■ Text provided:
Scottish Restrooms

Here in our part of Scotland what we know as restrooms in the U.S. are sometimes labeled “WC” for “water closets.” Woe to the unsuspecting tourist who desperately needs a toilet and has no idea what the small “WC” sign on a building means.

Toilets in this part of Scotland are called “loos.” And the toilets are frequently labelled “male” and “female.” Humorous considering the fact that they clearly do not reproduce. Finding public toilets as you head north from here to the Black Isle is as difficult and frustrating as finding the end on a clear roll of tape.

Public toilets are so scarce that travelers must resort to extreme measures when they can’t hold it any longer. Or at least—I have. Leaning against the back of a vacant building. Hanging onto metal racks for support in the back of a closed store. Hiding behind the open door of the car on the side of the road. Not. Fun.

However, for folks like me—necessary. If I were not so adamantly opposed to drugs I could make a fortune peeing for drug tests.

And, when one can find a public toilet—dangers abound. The metal hardware has been painted over so many times that when one latches the door it’s a fight to get it open again. And, because the partitions stretch from floor to ceiling—there is no way to climb over or go under when the door won’t open again. On one road trip, it took two men and a handful of tools to extricate Alan from a toilet stall when he couldn’t open the door. The men had to unscrew and take the hinges off the other side to let him out.

■ About this exercise:
Copy the text about Scottish restrooms word for word, in full. Only the text on Scottish restrooms is needed for this.

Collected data
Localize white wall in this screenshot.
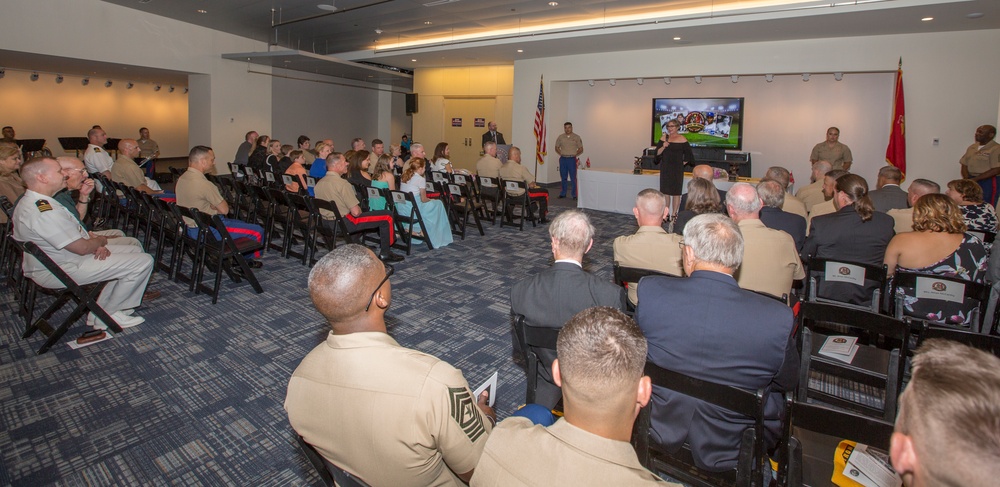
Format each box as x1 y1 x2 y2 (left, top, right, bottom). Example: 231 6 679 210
512 30 1000 186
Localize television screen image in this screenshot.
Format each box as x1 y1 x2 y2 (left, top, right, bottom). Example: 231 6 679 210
652 98 743 150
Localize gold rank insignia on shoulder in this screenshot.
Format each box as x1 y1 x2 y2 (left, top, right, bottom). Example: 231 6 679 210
35 200 52 213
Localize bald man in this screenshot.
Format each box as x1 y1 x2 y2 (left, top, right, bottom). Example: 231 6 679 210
285 244 496 487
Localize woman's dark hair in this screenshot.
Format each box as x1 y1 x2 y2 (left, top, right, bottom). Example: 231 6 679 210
834 174 875 222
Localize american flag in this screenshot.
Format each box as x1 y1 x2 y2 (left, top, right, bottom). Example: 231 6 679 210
535 78 546 164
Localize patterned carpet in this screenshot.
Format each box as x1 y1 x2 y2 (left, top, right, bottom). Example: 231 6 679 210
0 204 636 486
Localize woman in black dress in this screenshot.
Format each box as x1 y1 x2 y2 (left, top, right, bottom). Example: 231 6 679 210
656 120 695 220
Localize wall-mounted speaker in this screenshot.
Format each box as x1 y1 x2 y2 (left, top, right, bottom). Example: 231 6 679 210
406 93 417 115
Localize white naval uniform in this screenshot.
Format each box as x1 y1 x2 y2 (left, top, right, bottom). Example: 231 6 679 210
14 189 153 314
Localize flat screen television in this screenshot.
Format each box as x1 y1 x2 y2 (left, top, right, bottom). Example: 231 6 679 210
651 98 743 150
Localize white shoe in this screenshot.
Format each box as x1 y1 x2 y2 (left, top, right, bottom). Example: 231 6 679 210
87 311 146 330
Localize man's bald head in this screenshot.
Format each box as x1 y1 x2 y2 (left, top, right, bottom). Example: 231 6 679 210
635 188 668 227
309 244 389 333
691 164 715 181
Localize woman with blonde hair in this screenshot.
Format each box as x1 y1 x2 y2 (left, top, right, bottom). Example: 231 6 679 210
885 193 989 325
396 157 454 248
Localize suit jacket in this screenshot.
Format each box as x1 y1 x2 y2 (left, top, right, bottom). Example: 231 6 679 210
800 205 896 306
510 262 625 408
483 130 507 145
635 271 799 471
760 206 806 251
868 184 909 213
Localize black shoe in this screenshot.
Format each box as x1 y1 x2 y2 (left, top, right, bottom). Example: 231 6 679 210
378 251 404 262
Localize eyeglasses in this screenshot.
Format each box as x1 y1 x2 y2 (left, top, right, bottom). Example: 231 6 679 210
365 264 396 313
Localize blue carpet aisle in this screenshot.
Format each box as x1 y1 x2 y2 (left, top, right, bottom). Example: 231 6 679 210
0 208 636 485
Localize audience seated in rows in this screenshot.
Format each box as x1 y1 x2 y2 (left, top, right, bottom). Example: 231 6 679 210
757 179 806 251
885 193 989 326
470 307 679 487
13 157 153 329
886 179 941 233
635 214 799 471
890 339 1000 487
315 152 403 262
510 210 625 409
285 246 496 487
613 188 684 305
726 183 806 298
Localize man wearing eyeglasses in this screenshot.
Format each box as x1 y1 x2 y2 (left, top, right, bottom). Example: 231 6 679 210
285 244 496 487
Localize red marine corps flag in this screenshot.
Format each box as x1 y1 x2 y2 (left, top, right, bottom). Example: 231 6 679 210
885 58 906 177
535 77 546 174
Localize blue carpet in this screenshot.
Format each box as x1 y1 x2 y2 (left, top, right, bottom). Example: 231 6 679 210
0 207 636 486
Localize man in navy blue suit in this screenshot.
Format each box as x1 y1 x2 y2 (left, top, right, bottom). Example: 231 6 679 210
635 214 799 471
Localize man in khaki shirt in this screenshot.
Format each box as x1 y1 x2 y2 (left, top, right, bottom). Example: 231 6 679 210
806 169 848 235
471 307 677 487
285 244 496 487
500 147 549 223
726 183 806 304
613 188 684 305
556 122 583 199
887 179 941 234
795 161 833 213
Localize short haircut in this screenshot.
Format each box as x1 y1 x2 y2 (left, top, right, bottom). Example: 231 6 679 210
896 339 1000 486
684 213 743 269
913 193 967 233
556 306 647 405
635 188 667 217
948 179 983 203
726 183 761 215
188 145 212 165
910 179 940 194
549 210 595 258
878 166 903 183
764 166 791 188
309 244 385 323
756 179 785 208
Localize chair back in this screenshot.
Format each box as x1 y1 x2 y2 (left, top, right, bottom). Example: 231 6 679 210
890 271 996 333
805 256 888 313
632 361 767 486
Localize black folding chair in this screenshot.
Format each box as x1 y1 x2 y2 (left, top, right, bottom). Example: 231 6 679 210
17 239 122 355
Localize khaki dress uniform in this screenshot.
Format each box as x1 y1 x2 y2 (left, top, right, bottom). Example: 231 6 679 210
285 332 493 487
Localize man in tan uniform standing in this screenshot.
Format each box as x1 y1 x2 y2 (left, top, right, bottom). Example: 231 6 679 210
613 188 684 306
285 244 496 487
471 307 677 487
726 183 806 298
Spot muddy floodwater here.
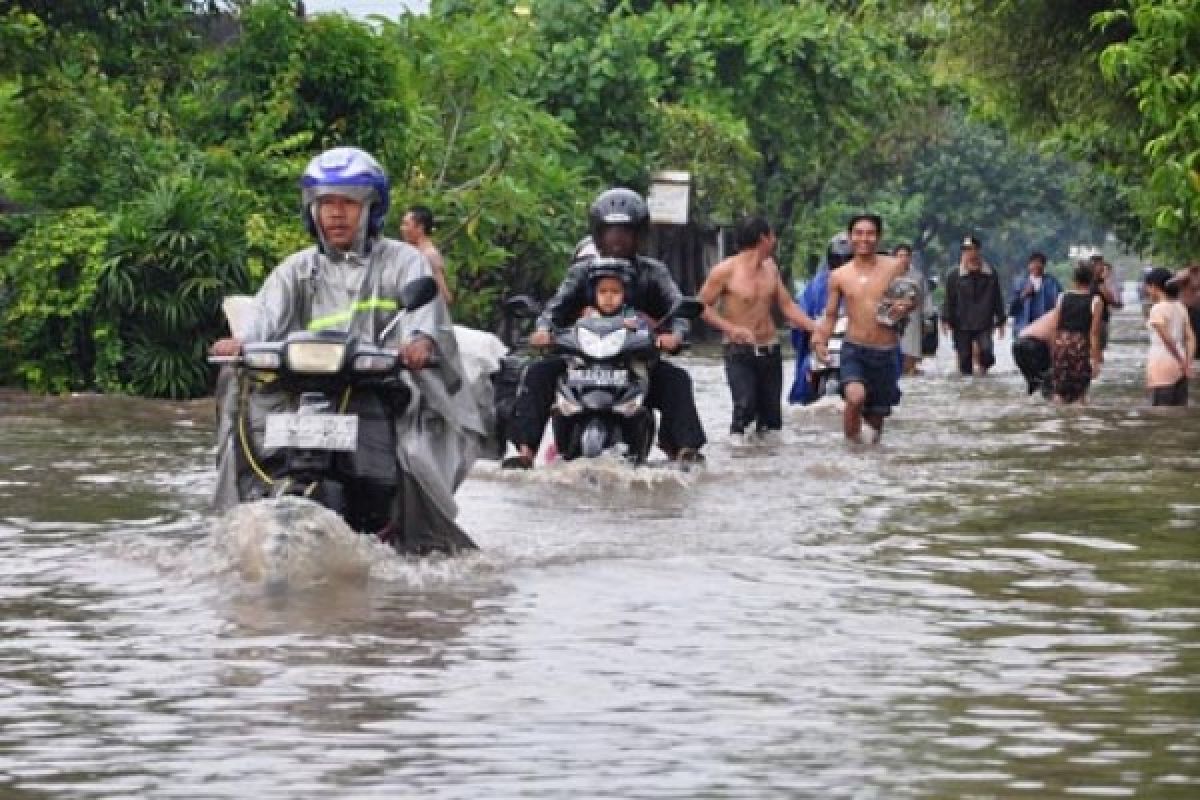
[0,314,1200,800]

■ Result for this task:
Scottish Restrooms

Here in our part of Scotland what we know as restrooms in the U.S. are sometimes labeled “WC” for “water closets.” Woe to the unsuspecting tourist who desperately needs a toilet and has no idea what the small “WC” sign on a building means.

Toilets in this part of Scotland are called “loos.” And the toilets are frequently labelled “male” and “female.” Humorous considering the fact that they clearly do not reproduce. Finding public toilets as you head north from here to the Black Isle is as difficult and frustrating as finding the end on a clear roll of tape.

Public toilets are so scarce that travelers must resort to extreme measures when they can’t hold it any longer. Or at least—I have. Leaning against the back of a vacant building. Hanging onto metal racks for support in the back of a closed store. Hiding behind the open door of the car on the side of the road. Not. Fun.

However, for folks like me—necessary. If I were not so adamantly opposed to drugs I could make a fortune peeing for drug tests.

And, when one can find a public toilet—dangers abound. The metal hardware has been painted over so many times that when one latches the door it’s a fight to get it open again. And, because the partitions stretch from floor to ceiling—there is no way to climb over or go under when the door won’t open again. On one road trip, it took two men and a handful of tools to extricate Alan from a toilet stall when he couldn’t open the door. The men had to unscrew and take the hinges off the other side to let him out.